▸ Source extract
----------------------------------------
Choiseul saw an ingenious opportunity, however, to tap into America’s capitalistic national psychology. She knew that collectors there were more likely to buy art as a means of displaying their wealth than their taste. So Choiseul raised Rodin’s prices solely for American collectors, then sat back and watched the demand grow. In particular, she marketed Rodin’s busts to them, predicting that portraiture would appeal to their vanity. It worked: When Rodin met Choiseul, she claimed he was making less than $12,000 a year. Once she started personally handling all of his Paris sales, she boasted of raising it to $80,000.
When the American railroad and tobacco tycoon Thomas Fortune Ryan came for his bust sitting, Choiseul pushed her strategy further. First she stoked his pride with a bit of patriotic camaraderie, bragging about how their country was the greatest in the world. The United States harbored more talent and potential than anywhere else, but she lamented the way its elite failed to support the arts the way they did in France. Ryan, however, was in a unique position to change all that, she said. Wouldn’t it be a shame to waste his fortune on this life? she asked. Why didn’t he start thinking about his legacy? Wouldn’t he consider buying more of Rodin’s work to donate to the Metropolitan Museum? Didn’t he want to go down in history as the philanthropist who enlightened the American people to great art?
----------------------------------------
▸ Stored data
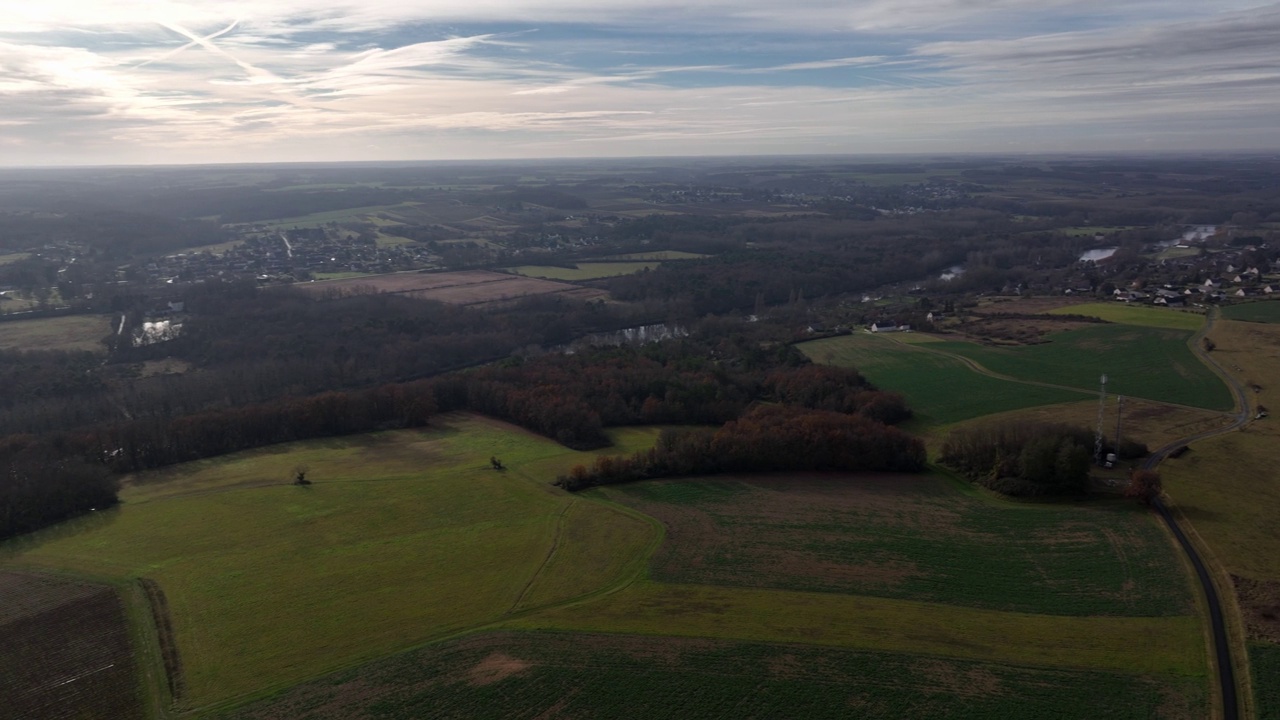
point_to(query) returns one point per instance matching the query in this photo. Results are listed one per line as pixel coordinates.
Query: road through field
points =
(1217, 624)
----------------------------------------
▸ Things to do
1 > Please reproduce the passage about Choiseul and Rodin word for word, starting at "Choiseul saw an" and ending at "it to $80,000.".
2 > Resume the passage about Choiseul and Rodin right after its last sentence and keep its tone.

▸ Responses
1 >
Choiseul saw an ingenious opportunity, however, to tap into America’s capitalistic national psychology. She knew that collectors there were more likely to buy art as a means of displaying their wealth than their taste. So Choiseul raised Rodin’s prices solely for American collectors, then sat back and watched the demand grow. In particular, she marketed Rodin’s busts to them, predicting that portraiture would appeal to their vanity. It worked: When Rodin met Choiseul, she claimed he was making less than $12,000 a year. Once she started personally handling all of his Paris sales, she boasted of raising it to $80,000.

2 >
Her provocation worked. The industrialist soon purchased several works by the artist to give to the Metropolitan Museum and donated $25,000 for the institution to make further acquisitions. Choiseul hoped this would give the Met an incentive to one day establish a permanent gallery dedicated to Rodin.
In 1910, she and Rodin hosted the chairman of the museum’s sculpture committee, Daniel Chester French, and his family at the Hôtel Biron. French’s wife adored the “wonderful palace” and said of Rodin that “my daughter and I were flattered because he seemed quite as pleased at our liking his work as if our criticism had been really valuable.” Shortly thereafter, French and his colleagues voted to devote a gallery in the north corridor of the museum to Rodin, which would open two years later with a collection of forty sculptures.
Americans would ultimately become some of Rodin’s biggest supporters. Shortly after the artist’s death, the American movie-theater mogul Jules Mastbaum bought up well over one hundred Rodin works and opened the Rodin Museum in Philadelphia in 1929. It remains today the largest collection of the artist’s work outside of Paris.
The American embrace of Rodin did little to endear him to his European compatriots, however. Of a bust Rodin had recently made of a young financier, the critic Georg Brandes described it as “a young American, like so many one meets, not stupid and not intelligent, not dull and not interesting—a commission.” When the count and patron Harry Kessler met Choiseul for the first time, he found it “astonishing how the old man has the stamina for all these Americans.”
To keep up with the demand, some believed that Rodin and Choiseul started exploiting the ignorance of Americans and selling them inferior works. One assistant claimed that the marble Pygmalion and Galatea that went to the Metropolitan “was not among his best things,” and that Rodin himself had kept it stored away from the studio to avoid looking at it.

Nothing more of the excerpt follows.